■ SELECTED TEXT
__________________________________________________
Palms & Plots: Visualizing Trait Diversity in Palm Tree Dataset
INFO 526 - Summer 2025 - Final Project
Package Setup
Dataset
The dataset we are using in this project is from the PalmTraits 1.0 database via the palmtrees R package by Emil Hvitfeldt. The dataset featured in March 18, 2025 TidyTuesday release and was originally published in the journel “PalmTraits 1.0, a species-level functional trait database of palms worldwide” by Kissling, W.D., Balslev, H., Baker, W.J. et al (2019). The dataset contains 2557 rows and 29 columns. The dataset comes with a wide range of variables, the variables we will be using to analyse are :
Variable | Class | Description |
---|---|---|
max_stem_height_m | numeric | Maximum stem height in meters |
fruit_size_categorical | character | Fruit size category: small (<4cm) or large (≥4cm) |
conspicuousness | character | Fruit visibility: conspicuous (bright) or cryptic (dull) |
climbing | character | Growth habit: climbing or non-climbing |
leaves_armed | character | Presence of spines on leaves |
stem_armed | character | Presence of spines on stem |
Importance of choosing the dataset
The database with its wide variety variables allows some rich comparative analysis and explanations. We have chosen this dataset as it exhibits some strong combination of biological significance, trait diversity, and visual capability. Its mix of categorical and continuous traits across thousands of species provides a meaningful opportunity to explore ecological patterns using effective data visualization. Additionally, its structure is well-suited to address research questions involving trait co-occurrence and plant strategy trade-offs—making it an ideal choice.
Questions
The two questions you want to answer are:
Question 1: How does the structural form of palm trees like stem height relate to their fruit traits such as size and visibility?
Question 2: Do leaf and stem defense traits like spines on leaves or stems co-occur with climbing or erect growth habits?
Analysis plan
Approach for question 1
To visualize the structural form of palm trees and how they are related to their fruit size and visibility, we will be using violin plots to visualize the distribution of maximum stem height (max_stem_height_m) across categories of fruit size and color conspicuousness. The conspicuousness variable represents how visually noticeable a fruit is to potential animal dispersers. Including it helps explore whether more visually striking fruits are associated with taller trees that may rely on long-distance seed dispersal. This will help us to examine the independent variables like fruit traits related to dependent variables like maximum stem height. Here the structural form is treated as the outcome variable, while fruit traits are predictors in our visual analysis.
Firstly, we start with filtering and cleaning the PlamTrait dataset, focus on key variables max_stem_height_m, fruit_size_categorical, and conspicuousness. We will remove any records with missing values and ensure categorical values are consistent.
__________________________________________________
■ PROVIDED DATA
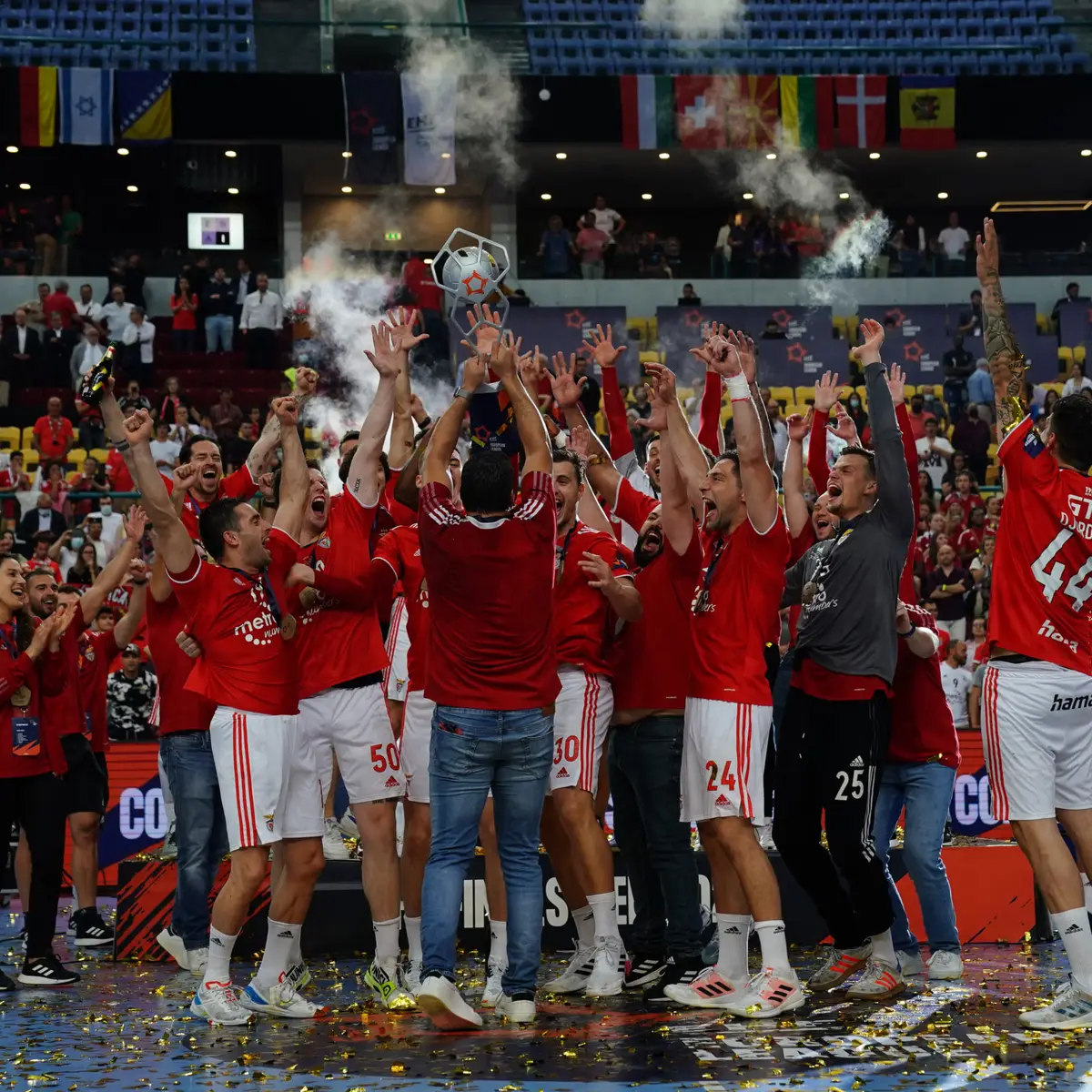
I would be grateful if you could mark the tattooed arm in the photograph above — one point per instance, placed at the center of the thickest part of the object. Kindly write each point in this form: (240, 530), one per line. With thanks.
(1006, 363)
__________________________________________________
■ WHAT THIS TASK INVOLVES
Duplicate the passage from the palm traits project text that begins at the words "Analysis plan" and stops after the words "our visual analysis.".

■ SOLVED EXERCISE
Analysis plan
Approach for question 1
To visualize the structural form of palm trees and how they are related to their fruit size and visibility, we will be using violin plots to visualize the distribution of maximum stem height (max_stem_height_m) across categories of fruit size and color conspicuousness. The conspicuousness variable represents how visually noticeable a fruit is to potential animal dispersers. Including it helps explore whether more visually striking fruits are associated with taller trees that may rely on long-distance seed dispersal. This will help us to examine the independent variables like fruit traits related to dependent variables like maximum stem height. Here the structural form is treated as the outcome variable, while fruit traits are predictors in our visual analysis.